◆ **Reading passage**
This is optional capability. The candidate configuration is a full configuration data set that serves as a work place for creating and manipulating configuration data. Additions, deletions, and changes can be made to this data to construct the desired configuration data.

capability

urn:ietf:params:netconf:capability:candidate:1.0

A commit operation MAY be performed at any time that causes the device's running configuration to be set to the value of the candidate configuration.

datastore


4. Netconf Basic operations

The NETCONF protocol provides a small set of low-level operations to manage device configurations and retrieve device state information. The base protocol provides operations to retrieve, configure, copy, and delete configuration datastores.

Additional operations are provided, based on the capabilities advertised by the device(such as initialize the device etc).

  • get
  • get-config
  • lock
  • edit-config
  • unlock
  • close-session
  • kill-session
  • copy-config
  • delete-config

get

Retrieve running configuration and device state information.

filter: This parameter specifies the portion of the system configuration and state data to retrieve.

<rpc xmlns="urn:ietf:params:xml:ns:netconf:base:1.0" message-id="101">
<get>
</get>
</rpc>

get-config

Retrieve all or part of a specified configuration datastore.

source: Name of the configuration datastore being queried, such as running.

filter: optional.we can specify the filter for the response.

<rpc xmlns="urn:ietf:params:xml:ns:netconf:base:1.0" message-id="1">
<get-config>
<source>
<running/>
</source>
</get-config>
</rpc>

lock

The lock operation allows the client to lock the entire configuration datastore system of a device. Such locks are intended to be short-lived and allow a client to make a change without fear of interaction with other NETCONF clients, non-NETCONF clients (e.g., SNMP and command line interface (CLI) scripts), and human users.

<rpc message-id="101"
xmlns="urn:ietf:params:xml:ns:netconf:base:1.0">
<lock>
<target>
<running/>
</target>
</lock>
</rpc>

edit-config

The edit-config operation updates the specified configuration to the specified target configuration datastore. In simplet term, configuring the device.

-target: Name of the configuration data store -default-operation: optional. merge(default),replace,none -test-option: optional. test-only, set, test-then-set -error-option: optional. stop-on-error, continue-on-error, rollback-on-error -config: A hierarchy of configuration data

<rpc message-id="101"
xmlns="urn:ietf:params:xml:ns:netconf:base:1.0">
<edit-config>
<target>
<running/>
</target>
<config>
<top xmlns="http://example.com/schema/1.2/config">
<interface>
<name>Ethernet0/0</name>
<mtu>1500</mtu>
</interface>
</top>
</config>
</edit-config>
</rpc>

unlock

Description: The unlock operation is used to release a configuration lock, previously obtained with the lock operation.

<rpc message-id="101"
xmlns="urn:ietf:params:xml:ns:netconf:base:1.0">
<unlock>
<target>
<running/>
</target>
</unlock>
</rpc>

close-session

Request graceful termination of a NETCONF session.

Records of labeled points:
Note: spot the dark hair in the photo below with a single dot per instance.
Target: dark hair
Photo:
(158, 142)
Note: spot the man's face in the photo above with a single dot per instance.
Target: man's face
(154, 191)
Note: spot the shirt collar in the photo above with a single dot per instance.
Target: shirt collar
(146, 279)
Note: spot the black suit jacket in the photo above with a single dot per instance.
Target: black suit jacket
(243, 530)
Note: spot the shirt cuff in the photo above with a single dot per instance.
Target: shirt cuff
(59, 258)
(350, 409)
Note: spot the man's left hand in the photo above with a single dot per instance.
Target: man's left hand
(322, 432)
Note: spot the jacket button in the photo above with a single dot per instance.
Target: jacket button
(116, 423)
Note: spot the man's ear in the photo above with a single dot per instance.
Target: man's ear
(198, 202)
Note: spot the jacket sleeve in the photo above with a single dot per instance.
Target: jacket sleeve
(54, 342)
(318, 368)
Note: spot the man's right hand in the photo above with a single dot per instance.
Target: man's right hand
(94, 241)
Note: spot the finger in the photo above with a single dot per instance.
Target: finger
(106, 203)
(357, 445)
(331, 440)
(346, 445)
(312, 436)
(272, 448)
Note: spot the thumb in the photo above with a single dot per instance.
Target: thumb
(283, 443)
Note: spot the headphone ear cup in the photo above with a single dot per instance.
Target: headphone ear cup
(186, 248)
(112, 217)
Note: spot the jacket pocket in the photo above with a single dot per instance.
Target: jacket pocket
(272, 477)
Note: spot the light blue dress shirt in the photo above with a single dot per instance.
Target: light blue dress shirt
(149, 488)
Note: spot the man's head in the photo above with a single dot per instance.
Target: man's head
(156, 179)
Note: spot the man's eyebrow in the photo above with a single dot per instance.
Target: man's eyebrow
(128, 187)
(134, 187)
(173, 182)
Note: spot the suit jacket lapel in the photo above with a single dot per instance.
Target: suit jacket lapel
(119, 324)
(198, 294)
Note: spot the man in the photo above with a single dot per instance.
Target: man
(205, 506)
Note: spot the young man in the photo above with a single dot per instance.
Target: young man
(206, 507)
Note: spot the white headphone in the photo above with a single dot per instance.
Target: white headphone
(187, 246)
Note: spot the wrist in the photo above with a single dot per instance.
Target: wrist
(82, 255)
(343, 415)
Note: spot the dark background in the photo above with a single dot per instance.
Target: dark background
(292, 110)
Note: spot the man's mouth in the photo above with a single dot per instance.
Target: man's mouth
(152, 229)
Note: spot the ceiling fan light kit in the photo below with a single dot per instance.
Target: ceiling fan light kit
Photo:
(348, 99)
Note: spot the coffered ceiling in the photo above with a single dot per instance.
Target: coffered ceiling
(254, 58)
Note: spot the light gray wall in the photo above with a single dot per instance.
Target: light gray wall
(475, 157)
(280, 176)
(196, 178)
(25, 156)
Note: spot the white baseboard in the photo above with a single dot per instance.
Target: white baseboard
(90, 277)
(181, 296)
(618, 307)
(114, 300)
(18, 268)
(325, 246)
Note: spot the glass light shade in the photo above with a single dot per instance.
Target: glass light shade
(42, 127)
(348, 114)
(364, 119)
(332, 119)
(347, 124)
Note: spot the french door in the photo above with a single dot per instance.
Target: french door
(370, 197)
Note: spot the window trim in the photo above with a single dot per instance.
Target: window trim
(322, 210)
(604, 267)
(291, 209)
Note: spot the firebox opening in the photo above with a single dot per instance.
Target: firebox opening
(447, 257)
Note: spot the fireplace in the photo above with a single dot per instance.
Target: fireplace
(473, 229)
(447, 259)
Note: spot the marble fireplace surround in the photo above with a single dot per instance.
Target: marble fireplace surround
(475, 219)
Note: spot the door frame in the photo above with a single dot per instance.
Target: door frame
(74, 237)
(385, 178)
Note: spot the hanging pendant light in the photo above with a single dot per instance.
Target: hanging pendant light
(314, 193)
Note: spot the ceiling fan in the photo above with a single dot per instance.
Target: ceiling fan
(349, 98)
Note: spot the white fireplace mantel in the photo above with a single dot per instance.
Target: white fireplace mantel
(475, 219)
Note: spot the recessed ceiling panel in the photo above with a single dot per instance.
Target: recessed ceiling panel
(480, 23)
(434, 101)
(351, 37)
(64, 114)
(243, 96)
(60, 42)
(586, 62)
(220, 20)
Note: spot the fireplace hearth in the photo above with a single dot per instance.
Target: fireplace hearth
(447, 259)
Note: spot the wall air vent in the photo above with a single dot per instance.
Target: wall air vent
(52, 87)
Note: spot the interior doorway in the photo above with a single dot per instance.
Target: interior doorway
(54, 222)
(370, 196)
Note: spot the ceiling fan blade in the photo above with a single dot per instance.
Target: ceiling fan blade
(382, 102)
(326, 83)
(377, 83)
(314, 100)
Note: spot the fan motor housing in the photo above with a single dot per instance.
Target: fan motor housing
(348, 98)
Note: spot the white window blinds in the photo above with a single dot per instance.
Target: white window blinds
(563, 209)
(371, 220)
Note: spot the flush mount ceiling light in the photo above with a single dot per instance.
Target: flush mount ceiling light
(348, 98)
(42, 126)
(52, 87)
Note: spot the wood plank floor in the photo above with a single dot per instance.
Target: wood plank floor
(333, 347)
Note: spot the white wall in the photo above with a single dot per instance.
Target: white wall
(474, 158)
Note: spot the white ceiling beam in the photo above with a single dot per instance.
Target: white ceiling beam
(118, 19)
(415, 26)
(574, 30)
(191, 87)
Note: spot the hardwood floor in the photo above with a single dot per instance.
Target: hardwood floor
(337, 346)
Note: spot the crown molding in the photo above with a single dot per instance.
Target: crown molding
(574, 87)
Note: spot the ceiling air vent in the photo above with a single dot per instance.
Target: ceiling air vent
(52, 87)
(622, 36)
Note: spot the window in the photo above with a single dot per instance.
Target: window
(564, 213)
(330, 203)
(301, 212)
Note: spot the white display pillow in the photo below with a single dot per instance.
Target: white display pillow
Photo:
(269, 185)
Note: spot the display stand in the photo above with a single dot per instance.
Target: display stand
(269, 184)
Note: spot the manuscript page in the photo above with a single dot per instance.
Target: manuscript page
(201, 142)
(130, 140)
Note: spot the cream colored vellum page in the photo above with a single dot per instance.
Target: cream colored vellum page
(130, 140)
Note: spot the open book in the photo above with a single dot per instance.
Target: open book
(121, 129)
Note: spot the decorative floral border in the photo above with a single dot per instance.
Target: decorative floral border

◆ **Your tasks**
a - In the NETCONF text, which value is the default for the default-operation parameter of edit-config?
b - Reproduce the NETCONF text word for word from "4. Netconf Basic" to "the device etc).".
Work from the NETCONF text alone.

◆ **Exercise responses**
a - merge

b -
4. Netconf Basic operations

The NETCONF protocol provides a small set of low-level operations to manage device configurations and retrieve device state information. The base protocol provides operations to retrieve, configure, copy, and delete configuration datastores.

Additional operations are provided, based on the capabilities advertised by the device(such as initialize the device etc).